— BEGIN —

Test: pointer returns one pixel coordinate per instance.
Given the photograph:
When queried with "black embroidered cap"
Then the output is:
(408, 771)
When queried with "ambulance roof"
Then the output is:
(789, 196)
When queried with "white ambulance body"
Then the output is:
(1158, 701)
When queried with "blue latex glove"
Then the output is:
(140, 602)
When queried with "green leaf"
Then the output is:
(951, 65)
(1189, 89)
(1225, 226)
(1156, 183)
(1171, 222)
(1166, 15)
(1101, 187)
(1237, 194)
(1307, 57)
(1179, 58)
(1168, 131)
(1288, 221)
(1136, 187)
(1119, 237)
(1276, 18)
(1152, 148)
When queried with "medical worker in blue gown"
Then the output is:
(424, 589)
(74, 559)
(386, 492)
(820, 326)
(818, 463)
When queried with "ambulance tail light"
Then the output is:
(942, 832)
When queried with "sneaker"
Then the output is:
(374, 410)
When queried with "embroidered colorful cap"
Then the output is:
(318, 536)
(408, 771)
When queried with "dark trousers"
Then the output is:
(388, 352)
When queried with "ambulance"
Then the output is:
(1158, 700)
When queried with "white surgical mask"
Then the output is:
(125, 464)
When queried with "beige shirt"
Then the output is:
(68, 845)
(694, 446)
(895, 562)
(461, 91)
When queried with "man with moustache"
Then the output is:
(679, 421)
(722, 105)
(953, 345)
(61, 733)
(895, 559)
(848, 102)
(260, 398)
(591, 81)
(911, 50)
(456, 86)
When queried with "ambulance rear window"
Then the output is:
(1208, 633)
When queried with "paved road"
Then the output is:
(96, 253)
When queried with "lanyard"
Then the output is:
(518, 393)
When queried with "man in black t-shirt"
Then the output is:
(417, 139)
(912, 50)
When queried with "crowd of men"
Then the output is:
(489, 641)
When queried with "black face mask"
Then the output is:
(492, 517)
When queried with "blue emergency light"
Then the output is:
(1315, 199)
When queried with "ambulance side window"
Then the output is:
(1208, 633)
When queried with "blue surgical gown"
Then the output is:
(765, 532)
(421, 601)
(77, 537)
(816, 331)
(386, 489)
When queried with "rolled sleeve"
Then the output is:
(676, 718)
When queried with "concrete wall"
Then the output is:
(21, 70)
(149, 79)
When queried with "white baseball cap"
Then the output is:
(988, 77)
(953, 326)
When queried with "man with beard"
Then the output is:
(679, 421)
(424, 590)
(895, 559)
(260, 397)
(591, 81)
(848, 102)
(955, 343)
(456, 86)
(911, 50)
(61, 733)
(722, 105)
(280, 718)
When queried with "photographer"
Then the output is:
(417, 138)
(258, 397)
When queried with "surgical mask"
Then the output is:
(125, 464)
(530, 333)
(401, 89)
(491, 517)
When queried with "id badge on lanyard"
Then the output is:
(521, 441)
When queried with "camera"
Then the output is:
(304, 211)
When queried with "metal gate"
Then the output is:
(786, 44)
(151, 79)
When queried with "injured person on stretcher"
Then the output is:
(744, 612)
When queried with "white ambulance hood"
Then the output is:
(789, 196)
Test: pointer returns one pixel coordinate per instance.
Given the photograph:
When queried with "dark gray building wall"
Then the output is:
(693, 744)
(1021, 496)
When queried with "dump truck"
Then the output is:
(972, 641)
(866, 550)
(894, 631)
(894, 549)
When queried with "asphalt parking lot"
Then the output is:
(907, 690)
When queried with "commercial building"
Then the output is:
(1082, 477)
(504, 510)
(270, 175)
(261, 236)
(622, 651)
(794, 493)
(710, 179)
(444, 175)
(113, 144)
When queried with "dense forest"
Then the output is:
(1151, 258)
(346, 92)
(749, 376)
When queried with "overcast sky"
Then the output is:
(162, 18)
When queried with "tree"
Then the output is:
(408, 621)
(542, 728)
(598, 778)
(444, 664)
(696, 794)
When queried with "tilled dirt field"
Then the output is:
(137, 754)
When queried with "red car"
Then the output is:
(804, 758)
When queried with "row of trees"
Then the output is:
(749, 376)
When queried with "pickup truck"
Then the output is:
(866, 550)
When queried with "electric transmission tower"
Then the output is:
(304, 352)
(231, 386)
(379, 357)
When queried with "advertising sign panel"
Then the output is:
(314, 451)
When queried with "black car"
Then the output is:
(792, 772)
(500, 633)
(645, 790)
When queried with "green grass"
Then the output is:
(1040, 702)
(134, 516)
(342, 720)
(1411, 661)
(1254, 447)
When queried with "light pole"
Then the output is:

— END —

### Do this
Extract each line of the material exactly as it stands.

### Complete output
Test: pointer returns one pixel coordinate per instance.
Given the photograph:
When queried with "black embroidered cap"
Then the output is:
(408, 771)
When queried with "ambulance roof"
Then the output is:
(789, 196)
When queried with "white ambulance body"
Then the output is:
(1158, 701)
When queried with "blue latex glove"
Then the output is:
(140, 602)
When queried with "green leaf"
Then the output is:
(951, 65)
(1189, 89)
(1225, 226)
(1156, 183)
(1171, 222)
(1166, 15)
(1101, 187)
(1237, 194)
(1307, 57)
(1179, 58)
(1168, 131)
(1288, 221)
(1136, 187)
(1119, 237)
(1276, 18)
(1152, 148)
When queried with "medical worker in blue gown"
Then the output is:
(424, 589)
(74, 559)
(386, 492)
(820, 326)
(818, 463)
When queried with "ambulance tail light"
Then the output is:
(942, 832)
When queried with "sneaker"
Then the output is:
(374, 410)
When queried with "embroidered colorful cap"
Then the output is:
(318, 536)
(408, 771)
When queried with "dark trousers"
Then the output is:
(388, 352)
When queried with "ambulance"
Then the output is:
(1158, 700)
When queried with "white surgical mask"
Then the output is:
(125, 464)
When queried with "beige shirt"
Then the output is:
(68, 845)
(694, 446)
(895, 562)
(461, 91)
When queried with "man with moustache"
Then the output is:
(679, 421)
(722, 105)
(953, 345)
(61, 733)
(895, 559)
(848, 102)
(260, 398)
(591, 81)
(911, 50)
(456, 86)
When queried with "ambulance rear window"
Then the output is:
(1208, 633)
When queried with "paved road"
Then the output is:
(96, 253)
When queried with "lanyard"
Then the output is:
(518, 393)
When queried with "man in black t-shirt"
Then the output is:
(417, 139)
(912, 50)
When queried with "crowd of men"
Then the output is:
(489, 641)
When queried with "black face mask"
Then the output is:
(492, 517)
When queried with "blue emergency light"
Then the output is:
(1315, 199)
When queried with "ambulance side window"
Then the output is:
(1208, 633)
When queried with "blue surgical gown"
Then the output is:
(765, 532)
(421, 601)
(77, 537)
(816, 331)
(386, 489)
When queried with "rolled sleeve"
Then the output is:
(676, 718)
When queried with "concrete wall"
Then the output is:
(21, 70)
(149, 79)
When queried with "white baseball cap"
Then the output is:
(988, 77)
(953, 326)
When queried with "man with beard"
Then the output is:
(679, 421)
(424, 590)
(895, 559)
(260, 397)
(591, 81)
(848, 102)
(955, 343)
(456, 86)
(911, 50)
(61, 733)
(722, 105)
(280, 718)
When queried with "photographer"
Then the output is:
(417, 138)
(258, 397)
When queried with "surgical mask"
Then the output is:
(125, 464)
(530, 333)
(401, 89)
(491, 517)
When queried with "id badge on lanyard"
Then the output is:
(521, 441)
When queried with "camera"
Then the output is:
(304, 211)
When queried with "metal gate"
Then the output is:
(786, 44)
(151, 79)
When queried with "injured person on stretcher"
Then the output is:
(744, 612)
When queried with "white ambulance hood"
Then the output is:
(789, 196)
Test: pointer returns one pixel coordinate per instance.
Given the photograph:
When queried with "dark gray building wall"
Then the output is:
(693, 744)
(1021, 496)
When queried with "dump truck"
Then the output is:
(972, 641)
(866, 550)
(894, 631)
(894, 549)
When queried with "asphalt parking lot"
Then the output is:
(907, 690)
When queried with "commercial building"
Then the output is:
(1082, 477)
(504, 510)
(270, 175)
(261, 236)
(622, 651)
(794, 493)
(710, 179)
(444, 175)
(113, 144)
When queried with "dense forest"
Then the output is:
(1151, 258)
(346, 92)
(749, 376)
When queried with "overcast sky"
Then the output is:
(162, 18)
When queried with "tree"
Then the output is:
(408, 621)
(542, 728)
(598, 778)
(444, 664)
(696, 794)
When queried with "tilled dirt field"
Then the output is:
(137, 754)
When queried with "red car"
Then the output is:
(804, 758)
When queried with "row of trees"
Then the output is:
(749, 376)
When queried with "pickup truck"
Then the output is:
(866, 550)
When queried with "electric transmission tower"
Then the output is:
(304, 352)
(231, 386)
(379, 357)
When queried with "advertising sign panel"
Then the output is:
(314, 451)
When queried with "black car"
Then the output is:
(792, 772)
(500, 633)
(645, 790)
When queried with "green grass"
Then the output is:
(1040, 702)
(134, 516)
(342, 720)
(1411, 661)
(1254, 447)
When queried with "light pole"
Then the output is:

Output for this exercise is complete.